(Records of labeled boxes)
---
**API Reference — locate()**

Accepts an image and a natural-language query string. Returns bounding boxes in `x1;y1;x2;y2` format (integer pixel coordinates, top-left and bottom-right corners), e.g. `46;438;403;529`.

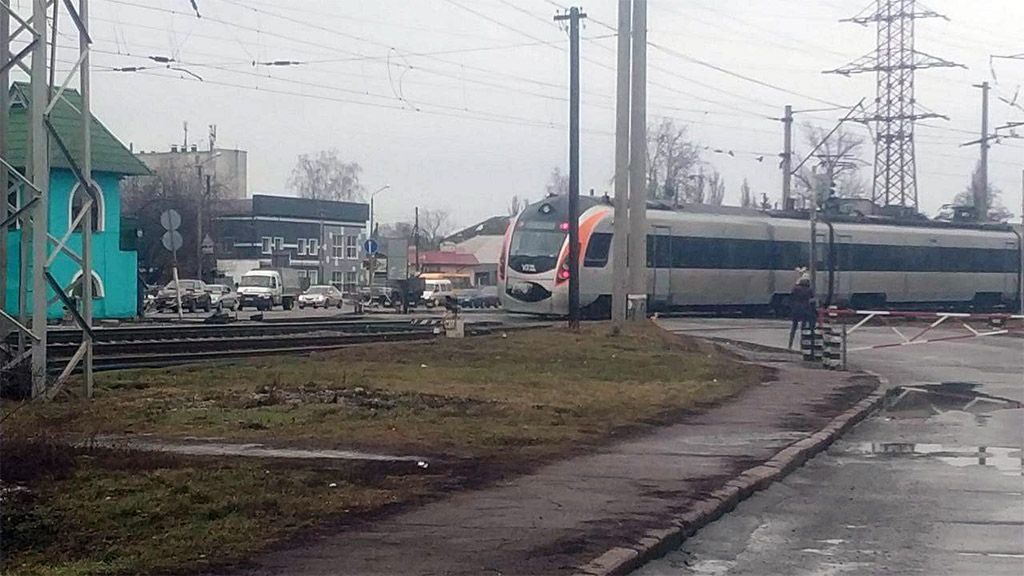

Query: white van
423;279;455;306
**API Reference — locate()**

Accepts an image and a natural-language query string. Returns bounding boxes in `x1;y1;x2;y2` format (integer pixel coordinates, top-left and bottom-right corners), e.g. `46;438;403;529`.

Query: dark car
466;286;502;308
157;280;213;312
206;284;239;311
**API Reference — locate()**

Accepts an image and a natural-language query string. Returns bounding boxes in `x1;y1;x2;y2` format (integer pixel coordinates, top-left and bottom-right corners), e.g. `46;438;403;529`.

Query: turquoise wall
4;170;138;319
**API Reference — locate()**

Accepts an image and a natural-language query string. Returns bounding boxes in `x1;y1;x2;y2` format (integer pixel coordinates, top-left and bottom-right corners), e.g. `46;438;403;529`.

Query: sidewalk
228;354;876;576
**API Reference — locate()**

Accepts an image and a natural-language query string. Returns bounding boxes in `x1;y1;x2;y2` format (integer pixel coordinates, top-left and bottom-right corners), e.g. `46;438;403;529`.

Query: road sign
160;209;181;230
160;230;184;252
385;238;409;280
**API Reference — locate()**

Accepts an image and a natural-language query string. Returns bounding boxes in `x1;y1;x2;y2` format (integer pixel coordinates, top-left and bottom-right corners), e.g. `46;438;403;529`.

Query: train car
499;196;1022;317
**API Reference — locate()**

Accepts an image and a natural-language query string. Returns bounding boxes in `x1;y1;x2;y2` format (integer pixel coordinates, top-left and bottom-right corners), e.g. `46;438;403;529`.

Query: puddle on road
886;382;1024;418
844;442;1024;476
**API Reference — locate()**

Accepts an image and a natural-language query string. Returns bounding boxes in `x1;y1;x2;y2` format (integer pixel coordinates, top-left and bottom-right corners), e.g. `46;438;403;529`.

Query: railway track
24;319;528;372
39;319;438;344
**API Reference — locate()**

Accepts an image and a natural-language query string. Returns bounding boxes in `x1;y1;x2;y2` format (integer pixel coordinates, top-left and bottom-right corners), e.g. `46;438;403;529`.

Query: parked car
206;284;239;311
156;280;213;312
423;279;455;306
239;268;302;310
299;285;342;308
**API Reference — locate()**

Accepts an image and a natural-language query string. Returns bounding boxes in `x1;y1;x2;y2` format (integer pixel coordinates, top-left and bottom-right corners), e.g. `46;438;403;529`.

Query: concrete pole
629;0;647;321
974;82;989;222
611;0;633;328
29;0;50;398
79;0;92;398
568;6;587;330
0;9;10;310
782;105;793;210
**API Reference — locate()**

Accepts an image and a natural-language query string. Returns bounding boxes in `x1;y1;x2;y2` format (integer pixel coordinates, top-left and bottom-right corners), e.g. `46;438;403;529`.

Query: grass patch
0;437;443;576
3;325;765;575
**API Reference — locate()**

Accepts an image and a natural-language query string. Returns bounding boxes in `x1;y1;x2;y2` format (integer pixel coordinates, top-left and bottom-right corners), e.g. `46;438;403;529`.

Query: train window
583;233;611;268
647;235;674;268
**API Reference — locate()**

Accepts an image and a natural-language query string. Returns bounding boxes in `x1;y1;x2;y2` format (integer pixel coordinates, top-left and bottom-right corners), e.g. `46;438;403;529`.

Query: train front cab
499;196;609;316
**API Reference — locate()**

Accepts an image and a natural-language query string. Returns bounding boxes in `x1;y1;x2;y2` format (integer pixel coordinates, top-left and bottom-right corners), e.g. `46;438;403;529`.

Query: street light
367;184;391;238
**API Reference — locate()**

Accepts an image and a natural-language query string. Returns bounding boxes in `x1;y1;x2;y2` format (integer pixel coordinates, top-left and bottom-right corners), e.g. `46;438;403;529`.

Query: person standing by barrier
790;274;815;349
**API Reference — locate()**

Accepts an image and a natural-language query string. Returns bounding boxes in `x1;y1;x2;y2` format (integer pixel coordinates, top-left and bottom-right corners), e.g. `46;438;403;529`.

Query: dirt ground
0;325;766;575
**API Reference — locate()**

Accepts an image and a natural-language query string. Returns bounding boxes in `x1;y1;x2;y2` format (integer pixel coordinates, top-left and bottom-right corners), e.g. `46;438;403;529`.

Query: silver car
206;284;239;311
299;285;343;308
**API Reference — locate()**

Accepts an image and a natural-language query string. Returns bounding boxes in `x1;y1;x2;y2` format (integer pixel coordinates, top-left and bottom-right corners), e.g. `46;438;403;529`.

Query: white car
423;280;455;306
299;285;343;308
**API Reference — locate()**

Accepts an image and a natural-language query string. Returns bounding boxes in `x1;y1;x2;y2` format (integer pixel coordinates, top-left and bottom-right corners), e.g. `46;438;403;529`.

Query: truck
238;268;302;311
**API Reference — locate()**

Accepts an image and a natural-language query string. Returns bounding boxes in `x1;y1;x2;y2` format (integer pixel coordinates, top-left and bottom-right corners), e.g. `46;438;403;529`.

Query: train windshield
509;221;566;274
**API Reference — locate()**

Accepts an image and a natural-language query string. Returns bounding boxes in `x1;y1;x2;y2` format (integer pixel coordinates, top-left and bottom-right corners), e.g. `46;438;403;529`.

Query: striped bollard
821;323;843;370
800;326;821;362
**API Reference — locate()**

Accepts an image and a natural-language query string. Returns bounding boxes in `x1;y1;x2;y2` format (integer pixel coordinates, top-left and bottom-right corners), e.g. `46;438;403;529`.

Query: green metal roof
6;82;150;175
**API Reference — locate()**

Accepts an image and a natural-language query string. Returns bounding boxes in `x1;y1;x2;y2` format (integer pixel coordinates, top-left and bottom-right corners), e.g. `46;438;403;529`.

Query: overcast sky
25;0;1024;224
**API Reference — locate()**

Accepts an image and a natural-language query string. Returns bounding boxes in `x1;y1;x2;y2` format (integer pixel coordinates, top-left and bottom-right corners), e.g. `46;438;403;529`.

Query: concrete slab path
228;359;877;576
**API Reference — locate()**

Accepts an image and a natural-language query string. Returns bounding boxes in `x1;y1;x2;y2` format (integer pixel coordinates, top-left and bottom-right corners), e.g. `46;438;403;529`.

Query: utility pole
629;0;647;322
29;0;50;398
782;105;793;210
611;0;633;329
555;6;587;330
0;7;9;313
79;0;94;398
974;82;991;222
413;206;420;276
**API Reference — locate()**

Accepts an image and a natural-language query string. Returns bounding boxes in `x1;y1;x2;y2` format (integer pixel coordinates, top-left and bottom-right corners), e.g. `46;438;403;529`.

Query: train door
---
Locate every line in the material that holds the word "road", and copy each of those lines.

**EXERCISE SOLUTION:**
Query: road sign
Query: puddle on road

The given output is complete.